**ТЕКСТ ДЛЯ ЧТЕНИЯ**:
-*-
Пушкин. Бродский. Империя и судьба. Том 2. Тем, кто на том берегу реки - Яков Гордин
Шрифт:
Интервал:
Закладка:
«…Чудеса: за последнее двадцатилетие… количество книг, статей, эссе, публикаций о Карамзине явно растет».
Издаются сочинения Карамзина. И Эйдельман пишет с надеждой:
«Значит, есть общественная потребность…»
Общественная потребность была. Была потребность распаду, неверию и цинизму позднего советского периода противопоставить «благородный стиль» прошлого. Если угодно, историографический аристократизм. Острый неофициальный, оппозиционный интерес тех лет к Карамзину, Пушкину, декабристам был далеко не случаен.
Равно как не случаен факт издания «Вагриусом» сочинений Эйдельмана именно сегодня – в 2004 году. Он не просто не случаен – начало выхода многотомного собрания глубоко симптоматично. Это означает вернувшуюся общественную потребность в эталонных представлениях, потребность в нравственном просвещении.
Сам являясь в некотором роде издателем, я прекрасно понимаю многосложную совокупность обстоятельств, в результате которых рождаются подобные проекты. Но всегда существует некий глубинный импульс, без которого все остальное не приводит к целенаправленному действию.
Стало быть, пора.
Книги Эйдельмана выходили последние годы. Но это были – эпизоды. Собрание сочинений – система. И она, соответственно, должна оказать системное воздействие на общественное сознание.
Я не преувеличиваю воздействие печатного слова на умы и души, но не склонен и преуменьшать его.
В чем, на мой взгляд, особость Эйдельмана-просветителя и причина его, я бы сказал, воодушевляющего и облагораживающего влияния на читателей и слушателей? То, что я скажу, может показаться странным и неожиданным. Но мы с Эйдельманом были друзьями последние пятнадцать лет его жизни, и не только из внимательного чтения его книг, но и из многочисленных бесед и споров с ним я вынес ясное убеждение: его категорически не устраивала история в том виде, в каком представала она перед объективным наблюдателем. Не писаная история, не историография, а сама реальная история. По аналогии с известными терминами «богоборец», «иконоборец», Эйдельмана можно назвать «историоборцем». Образованнейший профессионал, владевший в совершенстве инструментарием исследования материала, тщательнейшим образом изучавший предмет, он, тем не менее, не просто изучал и воссоздавал в разных жанрах прошлое. Он не мог примириться с несправедливостью и жестокостью исторического процесса. Он сам утверждал, что «сломал для себя стену между объективным и субъективным».
Эйдельман превосходно знал фактуру эпох, которыми занимался. Но его принципом была свобода моделирования внутри несомненной исторической структуры. Можно говорить об особом чувстве контекста, которое свойственно Эйдельману. Можно сказать, что он ощущал «подвижность исторической реальности». Это ощущение позволяло ему вычленить светлые начала процесса и доказать, что именно эти начала и являются определяющими. Поэтому такое значение в судьбе Эйдельмана сыграла встреча с Луниным.
Если внимательно читать письма Лунина из Сибири – а каждое письмо есть маленький трактат – и его исторические работы, написанные в ссылке, то становится очевидной близость его восприятия истории к мировидению Эйдельмана. Вернее, наоборот. Рискну сказать, что историософ Лунин был одним из учителей Эйдельмана-историософа.
-*-
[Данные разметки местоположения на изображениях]
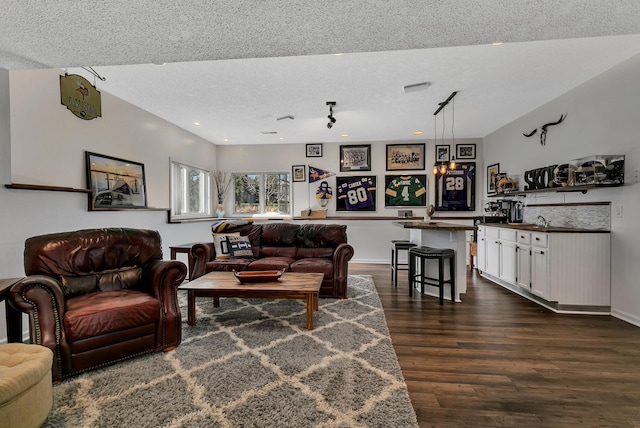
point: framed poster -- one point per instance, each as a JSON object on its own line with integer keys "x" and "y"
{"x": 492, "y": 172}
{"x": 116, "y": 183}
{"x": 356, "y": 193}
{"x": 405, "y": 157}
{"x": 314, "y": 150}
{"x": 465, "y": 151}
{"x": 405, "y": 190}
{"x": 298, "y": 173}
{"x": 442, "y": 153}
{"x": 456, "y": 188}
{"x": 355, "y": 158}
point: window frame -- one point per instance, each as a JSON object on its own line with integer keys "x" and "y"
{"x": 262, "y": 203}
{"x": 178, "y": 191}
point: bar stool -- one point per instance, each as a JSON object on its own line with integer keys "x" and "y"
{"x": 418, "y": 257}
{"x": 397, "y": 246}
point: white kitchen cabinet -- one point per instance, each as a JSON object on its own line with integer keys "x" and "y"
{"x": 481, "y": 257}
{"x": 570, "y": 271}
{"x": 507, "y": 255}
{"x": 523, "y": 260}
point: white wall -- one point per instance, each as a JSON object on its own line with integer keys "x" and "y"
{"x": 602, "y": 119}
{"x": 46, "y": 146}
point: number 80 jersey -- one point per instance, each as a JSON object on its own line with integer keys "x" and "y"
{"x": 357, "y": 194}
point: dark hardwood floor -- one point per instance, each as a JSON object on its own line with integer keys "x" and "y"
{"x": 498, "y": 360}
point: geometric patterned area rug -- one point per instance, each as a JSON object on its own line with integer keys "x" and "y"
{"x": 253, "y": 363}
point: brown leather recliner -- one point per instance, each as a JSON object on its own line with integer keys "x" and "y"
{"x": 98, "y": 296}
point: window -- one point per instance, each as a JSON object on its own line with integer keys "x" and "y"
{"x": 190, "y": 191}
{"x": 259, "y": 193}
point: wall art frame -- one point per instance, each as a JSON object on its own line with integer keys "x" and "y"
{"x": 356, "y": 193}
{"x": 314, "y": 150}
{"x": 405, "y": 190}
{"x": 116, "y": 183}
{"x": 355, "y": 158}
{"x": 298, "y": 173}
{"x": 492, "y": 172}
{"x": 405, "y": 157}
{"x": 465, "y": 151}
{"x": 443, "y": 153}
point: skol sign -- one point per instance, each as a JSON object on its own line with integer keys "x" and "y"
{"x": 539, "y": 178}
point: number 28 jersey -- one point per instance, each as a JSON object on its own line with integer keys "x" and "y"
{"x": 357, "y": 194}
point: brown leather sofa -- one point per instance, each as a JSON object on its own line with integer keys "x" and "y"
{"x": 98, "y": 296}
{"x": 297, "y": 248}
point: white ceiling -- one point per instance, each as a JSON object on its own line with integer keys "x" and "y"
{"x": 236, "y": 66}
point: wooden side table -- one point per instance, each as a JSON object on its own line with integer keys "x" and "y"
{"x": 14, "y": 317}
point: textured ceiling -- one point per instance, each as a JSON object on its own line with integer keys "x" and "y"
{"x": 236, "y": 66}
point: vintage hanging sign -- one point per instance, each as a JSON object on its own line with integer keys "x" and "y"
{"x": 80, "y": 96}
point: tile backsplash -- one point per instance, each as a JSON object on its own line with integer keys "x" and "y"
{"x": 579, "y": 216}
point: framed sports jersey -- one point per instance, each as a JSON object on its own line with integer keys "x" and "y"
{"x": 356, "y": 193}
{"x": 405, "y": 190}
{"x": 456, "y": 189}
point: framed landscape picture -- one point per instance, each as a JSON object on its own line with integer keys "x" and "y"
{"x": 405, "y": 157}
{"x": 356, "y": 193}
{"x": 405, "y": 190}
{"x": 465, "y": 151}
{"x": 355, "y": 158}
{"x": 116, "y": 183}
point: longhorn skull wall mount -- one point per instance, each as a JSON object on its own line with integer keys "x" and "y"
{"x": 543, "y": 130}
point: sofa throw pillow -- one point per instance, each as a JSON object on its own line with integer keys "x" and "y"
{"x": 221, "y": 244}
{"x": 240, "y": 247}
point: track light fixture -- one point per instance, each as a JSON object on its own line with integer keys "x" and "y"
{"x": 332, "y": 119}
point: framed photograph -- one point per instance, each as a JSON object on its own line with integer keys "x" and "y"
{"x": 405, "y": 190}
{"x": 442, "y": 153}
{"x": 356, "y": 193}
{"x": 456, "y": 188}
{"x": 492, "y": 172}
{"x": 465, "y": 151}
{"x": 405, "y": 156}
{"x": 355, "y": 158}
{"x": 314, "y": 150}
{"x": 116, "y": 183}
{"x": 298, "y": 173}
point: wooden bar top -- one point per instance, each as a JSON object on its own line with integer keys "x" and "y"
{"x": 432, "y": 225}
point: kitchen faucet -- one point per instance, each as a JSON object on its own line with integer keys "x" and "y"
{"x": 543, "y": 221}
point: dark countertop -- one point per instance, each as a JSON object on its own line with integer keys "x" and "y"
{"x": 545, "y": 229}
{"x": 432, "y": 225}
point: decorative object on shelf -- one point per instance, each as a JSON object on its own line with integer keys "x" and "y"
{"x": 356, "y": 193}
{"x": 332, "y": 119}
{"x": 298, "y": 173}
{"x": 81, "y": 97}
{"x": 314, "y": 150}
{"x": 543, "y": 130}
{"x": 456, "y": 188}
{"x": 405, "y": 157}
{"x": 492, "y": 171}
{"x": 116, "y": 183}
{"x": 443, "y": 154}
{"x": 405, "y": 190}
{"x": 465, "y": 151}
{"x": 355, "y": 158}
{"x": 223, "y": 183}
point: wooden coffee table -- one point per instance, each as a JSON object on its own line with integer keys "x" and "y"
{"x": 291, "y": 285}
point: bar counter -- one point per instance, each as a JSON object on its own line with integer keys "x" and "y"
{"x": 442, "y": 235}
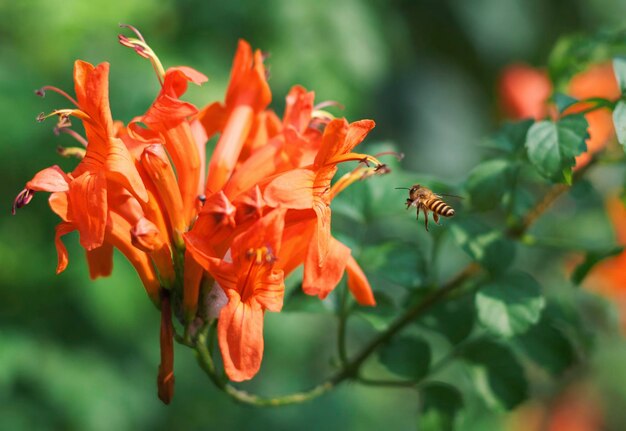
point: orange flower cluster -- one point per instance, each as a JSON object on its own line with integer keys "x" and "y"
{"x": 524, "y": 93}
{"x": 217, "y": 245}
-*-
**ИНСТРУКЦИЯ К ЗАДАНИЮ**: Каким словом, согласно тексту, автор предлагает назвать Эйдельмана по аналогии с терминами «богоборец» и «иконоборец»? Отвечайте, опираясь только на текст.

**РЕШЕНИЕ ЗАДАНИЯ**: Автор предлагает назвать Эйдельмана «историоборцем».